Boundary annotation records
— START —

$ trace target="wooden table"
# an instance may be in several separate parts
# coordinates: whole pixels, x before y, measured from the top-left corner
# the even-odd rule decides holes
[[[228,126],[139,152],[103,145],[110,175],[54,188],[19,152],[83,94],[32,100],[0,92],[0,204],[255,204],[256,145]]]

— END —

» **INSTRUCTION**: Please copy these lines word for word.

» **REPLY TO THE TASK**:
$ trace target="wooden table"
# an instance may be in several separate parts
# coordinates: whole pixels, x before y, measured from the top-left corner
# the even-odd rule decides holes
[[[228,126],[139,152],[103,145],[110,175],[54,188],[19,152],[83,94],[32,100],[0,92],[0,204],[255,204],[256,145]]]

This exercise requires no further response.